Glencoe and Clachaig Inn
I didn't particularly want to stop in Glencoe. I had my intentions set on getting as many days in the Highlands as we possibly could and as far as I knew, Glencoe was "too far south". Open spaces and sheep were on the top of my list. Alex mentioned that James Bond had filmed in Glencoe and that changed things not a whit. Then he mentioned that Harry Potter had filmed here as well, that made a small dent in my stubborn resistance.
Still, I wasn't fully convinced we should leave the towns circling Inverness to come back South through Glencoe. Alas, the Highland Folk Museum was closed when we wanted to go and a series of events followed that led us straight into the heart of Glencoe.
It is stunningly beautiful and ended up being our favorite 2 days of the trip. There is a large gorge that cuts through the "Three Sisters", which are easily hikeable for the able bodied. Glencoe's claim to fame, long before every movie and its sister ended up filiming here, was the massacre. The Clan Campbell accepted the hospitality of the Glencoe MacDonalds and then slaughtered them.

Referring expression data
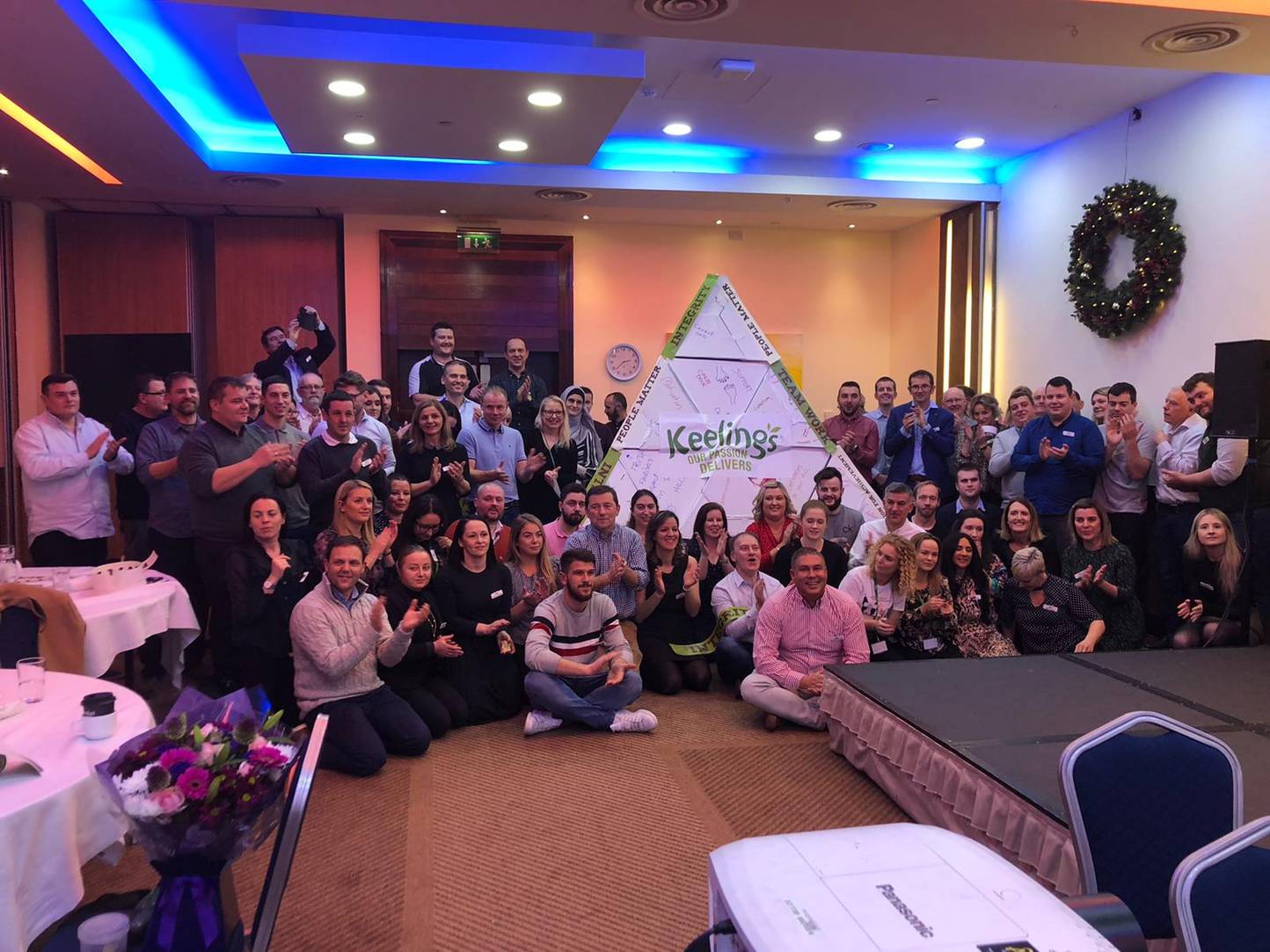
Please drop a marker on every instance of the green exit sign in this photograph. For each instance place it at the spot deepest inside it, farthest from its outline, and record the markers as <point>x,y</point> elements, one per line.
<point>479,242</point>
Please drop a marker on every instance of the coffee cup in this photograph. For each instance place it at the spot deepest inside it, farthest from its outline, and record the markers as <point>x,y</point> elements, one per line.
<point>99,720</point>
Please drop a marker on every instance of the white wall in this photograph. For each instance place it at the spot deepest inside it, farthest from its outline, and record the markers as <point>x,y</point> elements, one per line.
<point>1206,145</point>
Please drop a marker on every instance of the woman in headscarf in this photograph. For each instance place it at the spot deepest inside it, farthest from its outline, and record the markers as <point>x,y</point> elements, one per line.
<point>582,428</point>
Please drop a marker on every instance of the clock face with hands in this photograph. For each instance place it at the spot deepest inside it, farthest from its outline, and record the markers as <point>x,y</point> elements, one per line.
<point>623,362</point>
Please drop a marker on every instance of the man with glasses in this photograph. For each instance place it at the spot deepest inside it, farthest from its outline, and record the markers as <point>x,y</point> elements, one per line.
<point>63,457</point>
<point>131,500</point>
<point>921,437</point>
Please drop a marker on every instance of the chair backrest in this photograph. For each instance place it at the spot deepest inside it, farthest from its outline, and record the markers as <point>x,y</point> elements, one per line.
<point>1139,803</point>
<point>19,635</point>
<point>288,838</point>
<point>1219,892</point>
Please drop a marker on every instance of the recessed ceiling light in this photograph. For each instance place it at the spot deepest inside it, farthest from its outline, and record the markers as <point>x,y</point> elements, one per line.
<point>545,98</point>
<point>347,88</point>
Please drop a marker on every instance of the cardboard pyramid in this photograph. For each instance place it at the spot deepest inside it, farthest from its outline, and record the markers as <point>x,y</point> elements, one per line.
<point>718,415</point>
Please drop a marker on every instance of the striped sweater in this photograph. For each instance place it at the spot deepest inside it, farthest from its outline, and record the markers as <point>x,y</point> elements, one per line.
<point>558,631</point>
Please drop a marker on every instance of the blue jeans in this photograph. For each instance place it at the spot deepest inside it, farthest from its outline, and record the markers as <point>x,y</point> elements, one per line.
<point>582,700</point>
<point>735,660</point>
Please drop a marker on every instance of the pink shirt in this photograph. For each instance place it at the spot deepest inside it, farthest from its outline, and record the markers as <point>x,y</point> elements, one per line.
<point>792,639</point>
<point>555,538</point>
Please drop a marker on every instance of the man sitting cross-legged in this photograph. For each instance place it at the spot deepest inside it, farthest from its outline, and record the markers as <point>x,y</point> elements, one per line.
<point>800,629</point>
<point>580,666</point>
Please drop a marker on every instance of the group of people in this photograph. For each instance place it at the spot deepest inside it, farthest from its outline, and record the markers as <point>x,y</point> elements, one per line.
<point>411,577</point>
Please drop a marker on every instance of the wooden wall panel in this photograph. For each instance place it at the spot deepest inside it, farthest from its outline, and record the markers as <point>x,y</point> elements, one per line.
<point>123,274</point>
<point>266,269</point>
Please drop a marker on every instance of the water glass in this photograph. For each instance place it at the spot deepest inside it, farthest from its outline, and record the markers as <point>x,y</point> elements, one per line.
<point>31,679</point>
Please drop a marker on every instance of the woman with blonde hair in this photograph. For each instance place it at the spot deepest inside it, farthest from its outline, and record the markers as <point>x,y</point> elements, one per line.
<point>880,586</point>
<point>534,575</point>
<point>927,623</point>
<point>354,514</point>
<point>550,438</point>
<point>775,520</point>
<point>1106,571</point>
<point>432,460</point>
<point>1217,597</point>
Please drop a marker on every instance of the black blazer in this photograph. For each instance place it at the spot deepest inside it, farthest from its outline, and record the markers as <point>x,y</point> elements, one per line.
<point>308,360</point>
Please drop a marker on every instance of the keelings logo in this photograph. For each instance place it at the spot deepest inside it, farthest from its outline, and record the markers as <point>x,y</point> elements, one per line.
<point>694,440</point>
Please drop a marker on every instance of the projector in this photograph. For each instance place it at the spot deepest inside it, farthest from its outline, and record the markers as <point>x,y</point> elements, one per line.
<point>886,889</point>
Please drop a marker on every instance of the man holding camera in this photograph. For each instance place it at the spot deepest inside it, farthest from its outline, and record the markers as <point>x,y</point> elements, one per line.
<point>286,358</point>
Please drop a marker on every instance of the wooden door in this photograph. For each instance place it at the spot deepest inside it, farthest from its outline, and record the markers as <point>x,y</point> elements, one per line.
<point>525,289</point>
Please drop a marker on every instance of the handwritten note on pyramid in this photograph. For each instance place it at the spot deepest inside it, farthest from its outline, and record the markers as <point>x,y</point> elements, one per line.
<point>718,415</point>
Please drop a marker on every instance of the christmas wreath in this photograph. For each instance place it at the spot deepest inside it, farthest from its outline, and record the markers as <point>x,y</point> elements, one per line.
<point>1142,214</point>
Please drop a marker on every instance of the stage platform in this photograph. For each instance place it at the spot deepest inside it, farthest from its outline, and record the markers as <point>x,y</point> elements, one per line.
<point>973,745</point>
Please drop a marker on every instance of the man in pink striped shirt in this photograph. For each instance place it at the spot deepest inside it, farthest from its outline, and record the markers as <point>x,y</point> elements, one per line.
<point>800,629</point>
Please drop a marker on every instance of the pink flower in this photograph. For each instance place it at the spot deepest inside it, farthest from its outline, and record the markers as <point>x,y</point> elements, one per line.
<point>168,800</point>
<point>193,782</point>
<point>177,755</point>
<point>268,757</point>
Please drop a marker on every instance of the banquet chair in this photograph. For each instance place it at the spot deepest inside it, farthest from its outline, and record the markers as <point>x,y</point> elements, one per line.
<point>19,635</point>
<point>288,839</point>
<point>1138,803</point>
<point>1218,892</point>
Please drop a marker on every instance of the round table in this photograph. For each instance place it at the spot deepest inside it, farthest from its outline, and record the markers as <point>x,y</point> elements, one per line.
<point>120,621</point>
<point>54,823</point>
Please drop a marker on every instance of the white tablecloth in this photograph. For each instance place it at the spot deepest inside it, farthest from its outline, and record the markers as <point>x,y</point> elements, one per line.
<point>122,621</point>
<point>52,824</point>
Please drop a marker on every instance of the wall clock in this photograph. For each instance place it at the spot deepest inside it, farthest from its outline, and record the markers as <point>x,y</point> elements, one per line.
<point>623,362</point>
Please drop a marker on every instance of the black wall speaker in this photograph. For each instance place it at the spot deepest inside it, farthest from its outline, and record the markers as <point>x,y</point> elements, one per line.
<point>1241,405</point>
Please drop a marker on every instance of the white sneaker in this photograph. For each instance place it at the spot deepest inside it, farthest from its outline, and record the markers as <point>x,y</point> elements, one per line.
<point>540,721</point>
<point>640,721</point>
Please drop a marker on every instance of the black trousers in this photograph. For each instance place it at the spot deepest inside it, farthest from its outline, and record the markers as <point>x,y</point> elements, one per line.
<point>55,549</point>
<point>363,730</point>
<point>668,673</point>
<point>437,702</point>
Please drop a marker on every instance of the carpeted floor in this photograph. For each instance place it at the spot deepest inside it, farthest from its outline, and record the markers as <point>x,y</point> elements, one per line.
<point>566,840</point>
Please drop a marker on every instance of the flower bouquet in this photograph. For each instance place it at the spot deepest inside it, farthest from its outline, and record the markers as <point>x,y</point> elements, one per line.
<point>198,791</point>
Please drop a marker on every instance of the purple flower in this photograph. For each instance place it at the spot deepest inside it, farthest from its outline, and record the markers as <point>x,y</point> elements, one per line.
<point>193,782</point>
<point>266,757</point>
<point>177,755</point>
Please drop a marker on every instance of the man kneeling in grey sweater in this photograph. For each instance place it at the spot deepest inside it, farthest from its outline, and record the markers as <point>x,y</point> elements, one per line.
<point>338,635</point>
<point>580,665</point>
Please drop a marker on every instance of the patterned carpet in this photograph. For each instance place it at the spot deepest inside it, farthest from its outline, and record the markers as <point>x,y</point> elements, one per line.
<point>564,840</point>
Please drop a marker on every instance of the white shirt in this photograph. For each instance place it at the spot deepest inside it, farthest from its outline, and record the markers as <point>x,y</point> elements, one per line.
<point>371,429</point>
<point>733,592</point>
<point>62,489</point>
<point>872,531</point>
<point>1180,452</point>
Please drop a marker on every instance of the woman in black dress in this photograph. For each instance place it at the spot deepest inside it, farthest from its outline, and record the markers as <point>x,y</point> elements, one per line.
<point>432,460</point>
<point>550,438</point>
<point>266,577</point>
<point>675,654</point>
<point>474,593</point>
<point>417,678</point>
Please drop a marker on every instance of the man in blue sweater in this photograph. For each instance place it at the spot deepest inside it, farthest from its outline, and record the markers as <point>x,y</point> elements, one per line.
<point>1061,452</point>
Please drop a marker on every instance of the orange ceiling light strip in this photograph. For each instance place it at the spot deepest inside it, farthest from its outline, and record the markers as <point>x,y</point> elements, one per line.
<point>29,122</point>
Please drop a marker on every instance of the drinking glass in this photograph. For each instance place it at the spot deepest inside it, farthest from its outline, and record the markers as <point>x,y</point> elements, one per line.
<point>31,679</point>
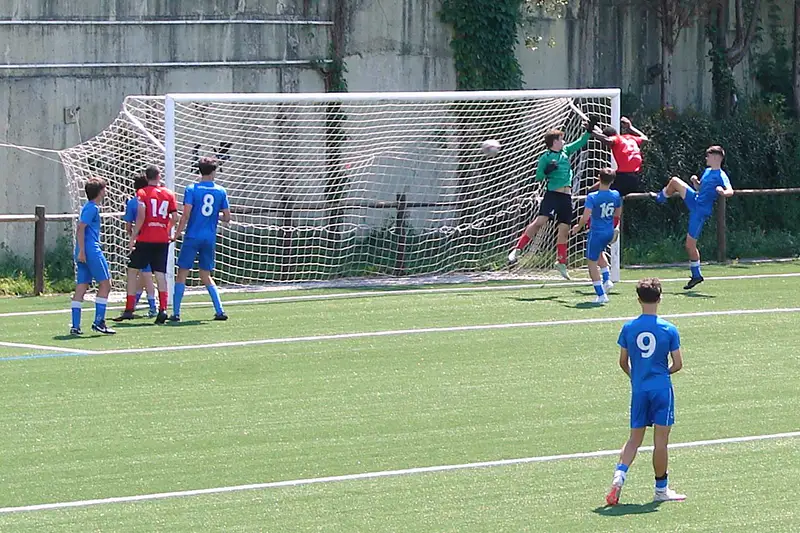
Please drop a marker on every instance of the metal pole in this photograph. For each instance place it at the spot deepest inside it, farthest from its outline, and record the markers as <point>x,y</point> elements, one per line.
<point>38,250</point>
<point>722,243</point>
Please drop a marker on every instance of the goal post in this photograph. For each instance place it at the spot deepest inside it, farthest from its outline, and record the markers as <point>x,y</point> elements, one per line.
<point>328,186</point>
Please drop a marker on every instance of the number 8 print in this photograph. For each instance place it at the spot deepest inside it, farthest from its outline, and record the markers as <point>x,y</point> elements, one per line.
<point>208,205</point>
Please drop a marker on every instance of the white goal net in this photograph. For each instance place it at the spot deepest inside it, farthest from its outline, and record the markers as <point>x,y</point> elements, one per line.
<point>353,185</point>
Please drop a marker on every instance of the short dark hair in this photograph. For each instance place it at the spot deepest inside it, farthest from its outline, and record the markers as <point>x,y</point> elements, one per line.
<point>607,176</point>
<point>206,166</point>
<point>93,187</point>
<point>552,136</point>
<point>649,290</point>
<point>139,182</point>
<point>152,173</point>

_Task list_.
(1) In the Glencoe passage, what news made a small dent in the writer's resistance to stopping there?
(2) Do these statements agree with the Glencoe passage? (a) The Highland Folk Museum was closed when the travelers wanted to visit. (b) The MacDonalds accepted the Campbells' hospitality and then killed them. (c) The two days in Glencoe were the favorite of the trip. For each, answer yes or no and quote the words that decide it.
(3) Carry the Glencoe passage further, starting after its final sentence.
This material has nothing to do with the Glencoe passage.

_Activity answers_.
(1) Hearing that Harry Potter had filmed in Glencoe.

(2)
(a) Yes: "the Highland Folk Museum was closed when we wanted to go"
(b) No: "The Clan Campbell accepted the hospitality of the Glencoe MacDonalds and then slaughtered them."
(c) Yes: "ended up being our favorite 2 days of the trip"

(3)
This valley in the heart of the Earth was so poetically beautiful that it is the one place we returned to on our second trip to Scotland. It does not disappoint a second time, though in retrospect it is MUCH better abandoned and empty in November than with tourists in July. Warmer, though!
Perhaps the most impressive manmade sight is this simple stone fence that literally climbs a mountain. Starting on the basic 20th century paved road, this stone fence just goes on and on and on until you almost lose sight of it on the side of the mountain.
Both trips to Glencoe, we hiked up the loose trail beside this wall. The first time, I went about halfway and the second time, we made it up so far that you probably couldn't see us from the road anymore.